### Source information

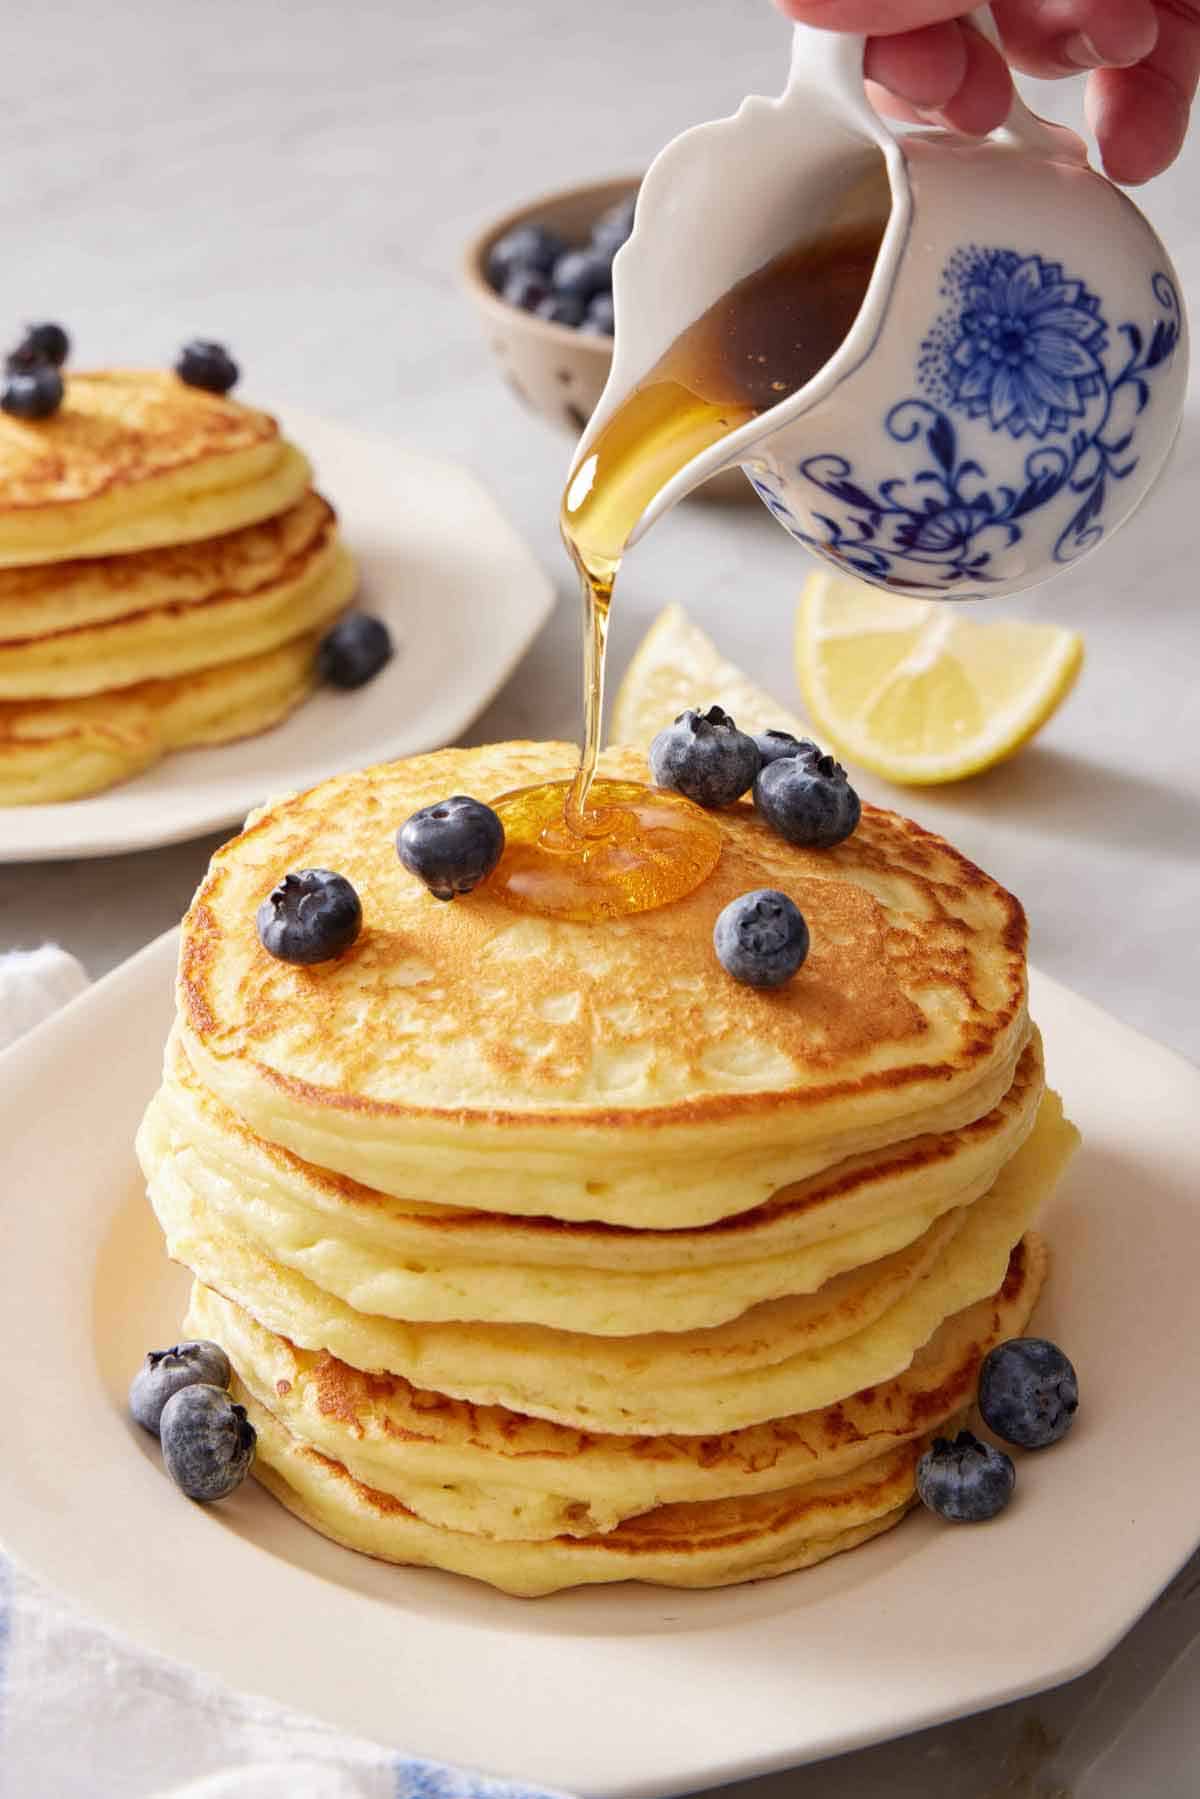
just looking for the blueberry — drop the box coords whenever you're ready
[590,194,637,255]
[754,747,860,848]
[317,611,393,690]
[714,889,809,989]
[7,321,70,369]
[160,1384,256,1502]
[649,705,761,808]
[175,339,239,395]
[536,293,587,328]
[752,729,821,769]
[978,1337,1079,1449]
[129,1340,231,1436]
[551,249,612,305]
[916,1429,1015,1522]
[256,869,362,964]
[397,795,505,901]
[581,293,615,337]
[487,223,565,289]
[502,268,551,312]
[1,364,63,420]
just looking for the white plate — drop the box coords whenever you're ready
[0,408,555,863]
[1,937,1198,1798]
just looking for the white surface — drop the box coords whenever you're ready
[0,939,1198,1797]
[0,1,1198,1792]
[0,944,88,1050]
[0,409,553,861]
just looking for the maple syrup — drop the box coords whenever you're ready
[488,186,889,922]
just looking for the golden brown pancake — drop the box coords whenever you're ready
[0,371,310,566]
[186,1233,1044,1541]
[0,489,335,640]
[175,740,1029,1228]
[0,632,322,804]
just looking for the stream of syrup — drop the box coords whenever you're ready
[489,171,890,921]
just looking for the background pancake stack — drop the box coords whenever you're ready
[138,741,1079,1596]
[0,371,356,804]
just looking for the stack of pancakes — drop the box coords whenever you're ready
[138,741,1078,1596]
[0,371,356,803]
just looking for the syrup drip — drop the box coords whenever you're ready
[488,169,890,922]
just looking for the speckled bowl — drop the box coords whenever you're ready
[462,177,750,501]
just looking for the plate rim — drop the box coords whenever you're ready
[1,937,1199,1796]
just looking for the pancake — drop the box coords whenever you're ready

######

A faithful, word-for-word version of the records above is needed, with no images in it.

just looking for the blueberry — drop the box coords whenever you're ready
[590,194,637,255]
[754,747,860,848]
[317,611,393,690]
[714,889,809,989]
[7,321,70,369]
[160,1384,256,1502]
[649,705,761,808]
[175,339,239,395]
[536,293,587,328]
[752,729,821,769]
[978,1337,1079,1449]
[129,1340,231,1436]
[551,249,612,305]
[916,1429,1015,1522]
[256,869,362,964]
[397,795,505,901]
[581,293,615,337]
[487,223,565,289]
[502,268,551,312]
[1,364,63,420]
just looking for the white plate — drop the box coords whenever you're ready
[0,408,555,863]
[1,937,1198,1798]
just looking for the white surface — drop the box coords whenever you're ready
[0,939,1198,1797]
[0,1,1198,1792]
[0,944,88,1050]
[0,409,553,861]
just looking for the maple syrup — drop the box coords whenever you're ready
[488,186,889,922]
just looking for the golden brown pancake — drop the box coords whenever you're ready
[0,371,310,566]
[186,1233,1044,1541]
[0,489,335,640]
[175,740,1029,1228]
[0,632,322,804]
just looking for the stream of syrup — drop the box coords whenever you're ready
[489,171,890,921]
just looking for the background pancake stack — drop the box coords whenever you're ready
[138,741,1079,1596]
[0,371,356,804]
just looking for the stack of pancakes — drop the box coords whenever you're ready
[138,741,1078,1596]
[0,371,356,803]
just looking for the syrup drip — drop the box coords whenever you're ready
[488,169,890,922]
just looking for the speckled bowl — drop the box coords whenever you're ready
[462,177,750,501]
just looking for the plate rim — drop the box coords whenever you're ready
[1,937,1199,1796]
just looking for the pancake — drop the box coords whenever you're ready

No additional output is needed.